→ **To do**: Rescale the stretch of the listing from the line containing "One point per instance of the man" through the end of the listing, both ends included. Write out only those lines with the requests unchanged, and multiply every x and y coordinate in the answers by 1.85, rounding to whole numbers with halves rounded up.

→ **Data extract**:
══════════

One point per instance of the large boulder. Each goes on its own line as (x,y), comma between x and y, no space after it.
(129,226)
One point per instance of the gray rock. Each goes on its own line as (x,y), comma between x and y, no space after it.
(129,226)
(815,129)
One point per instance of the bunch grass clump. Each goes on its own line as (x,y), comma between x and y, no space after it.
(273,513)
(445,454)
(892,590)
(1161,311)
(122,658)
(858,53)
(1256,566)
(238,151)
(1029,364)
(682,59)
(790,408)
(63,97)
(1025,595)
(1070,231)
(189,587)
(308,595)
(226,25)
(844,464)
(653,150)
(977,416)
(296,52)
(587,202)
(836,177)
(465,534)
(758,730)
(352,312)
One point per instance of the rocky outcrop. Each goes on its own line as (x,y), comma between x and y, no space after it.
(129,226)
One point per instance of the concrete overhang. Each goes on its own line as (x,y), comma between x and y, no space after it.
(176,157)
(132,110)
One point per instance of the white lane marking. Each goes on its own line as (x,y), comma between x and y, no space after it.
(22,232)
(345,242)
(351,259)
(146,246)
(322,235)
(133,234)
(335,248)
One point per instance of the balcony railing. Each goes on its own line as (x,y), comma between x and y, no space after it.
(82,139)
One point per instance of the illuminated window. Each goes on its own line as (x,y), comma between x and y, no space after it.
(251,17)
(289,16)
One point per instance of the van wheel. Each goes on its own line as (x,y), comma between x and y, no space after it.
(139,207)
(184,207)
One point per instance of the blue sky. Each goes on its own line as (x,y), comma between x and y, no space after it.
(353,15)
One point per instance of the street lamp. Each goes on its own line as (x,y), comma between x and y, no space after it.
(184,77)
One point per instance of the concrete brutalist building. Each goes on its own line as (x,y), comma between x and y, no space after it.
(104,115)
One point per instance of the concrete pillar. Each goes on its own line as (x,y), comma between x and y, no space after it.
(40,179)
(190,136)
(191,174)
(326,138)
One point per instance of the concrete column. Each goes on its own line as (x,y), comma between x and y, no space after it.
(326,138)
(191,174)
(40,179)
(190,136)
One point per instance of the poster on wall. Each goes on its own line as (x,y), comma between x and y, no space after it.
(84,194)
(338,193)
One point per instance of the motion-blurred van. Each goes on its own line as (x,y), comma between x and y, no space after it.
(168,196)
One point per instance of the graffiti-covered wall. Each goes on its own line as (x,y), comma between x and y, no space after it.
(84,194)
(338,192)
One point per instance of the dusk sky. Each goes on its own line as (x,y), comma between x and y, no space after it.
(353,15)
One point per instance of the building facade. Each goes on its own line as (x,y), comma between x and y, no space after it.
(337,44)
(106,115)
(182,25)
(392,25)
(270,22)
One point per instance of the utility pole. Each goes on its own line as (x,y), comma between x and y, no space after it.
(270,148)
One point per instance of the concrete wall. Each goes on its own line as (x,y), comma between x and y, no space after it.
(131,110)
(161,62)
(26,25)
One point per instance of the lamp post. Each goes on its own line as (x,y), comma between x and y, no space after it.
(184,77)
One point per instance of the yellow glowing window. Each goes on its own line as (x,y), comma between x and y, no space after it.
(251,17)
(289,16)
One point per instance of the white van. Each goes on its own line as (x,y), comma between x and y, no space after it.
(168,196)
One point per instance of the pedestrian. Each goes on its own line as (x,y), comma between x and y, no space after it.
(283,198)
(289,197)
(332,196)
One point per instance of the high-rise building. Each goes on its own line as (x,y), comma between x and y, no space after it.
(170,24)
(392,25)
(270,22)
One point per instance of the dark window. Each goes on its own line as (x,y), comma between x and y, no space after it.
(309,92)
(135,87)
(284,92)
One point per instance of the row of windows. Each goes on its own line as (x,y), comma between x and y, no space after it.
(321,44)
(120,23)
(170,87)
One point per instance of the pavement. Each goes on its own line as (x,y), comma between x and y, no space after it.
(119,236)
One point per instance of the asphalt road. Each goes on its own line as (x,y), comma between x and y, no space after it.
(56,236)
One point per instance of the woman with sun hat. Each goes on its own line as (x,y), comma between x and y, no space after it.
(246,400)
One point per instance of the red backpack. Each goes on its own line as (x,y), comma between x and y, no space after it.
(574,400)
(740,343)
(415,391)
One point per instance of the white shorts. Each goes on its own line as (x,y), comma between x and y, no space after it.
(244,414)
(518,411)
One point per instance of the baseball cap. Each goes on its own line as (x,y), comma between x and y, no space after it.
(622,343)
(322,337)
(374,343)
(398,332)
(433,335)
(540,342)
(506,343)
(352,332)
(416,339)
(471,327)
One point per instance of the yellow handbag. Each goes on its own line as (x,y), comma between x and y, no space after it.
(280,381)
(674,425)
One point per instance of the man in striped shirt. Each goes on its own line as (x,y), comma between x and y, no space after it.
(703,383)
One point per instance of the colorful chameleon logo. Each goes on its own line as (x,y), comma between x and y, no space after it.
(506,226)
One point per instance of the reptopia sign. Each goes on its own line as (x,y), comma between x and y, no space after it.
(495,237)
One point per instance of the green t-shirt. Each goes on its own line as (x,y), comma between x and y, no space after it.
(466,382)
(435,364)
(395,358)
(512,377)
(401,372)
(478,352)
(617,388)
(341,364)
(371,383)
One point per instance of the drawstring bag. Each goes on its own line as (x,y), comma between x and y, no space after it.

══════════

→ **Solution for this task**:
One point per instance of the man in striped shirt. Each goes on its own line as (x,y), comma between x and y, no space after it.
(1301,709)
One point per instance of the colorful chameleon logo. Each goes on its own line as (x,y), comma between x and y, no space after it.
(936,418)
One point per instance of the reptopia sign. Each goes on its own line as (x,y), comma between x and y, no space after it.
(916,438)
One point per instance of the green t-shirt. Each goes on its own line as (x,y), comma between x and y, no space after it.
(862,707)
(805,673)
(731,662)
(947,697)
(742,688)
(884,651)
(1141,718)
(631,673)
(686,709)
One point per instance of the drawstring bag. Each goes on its own line as (x,y), comma between x and y, no space after it.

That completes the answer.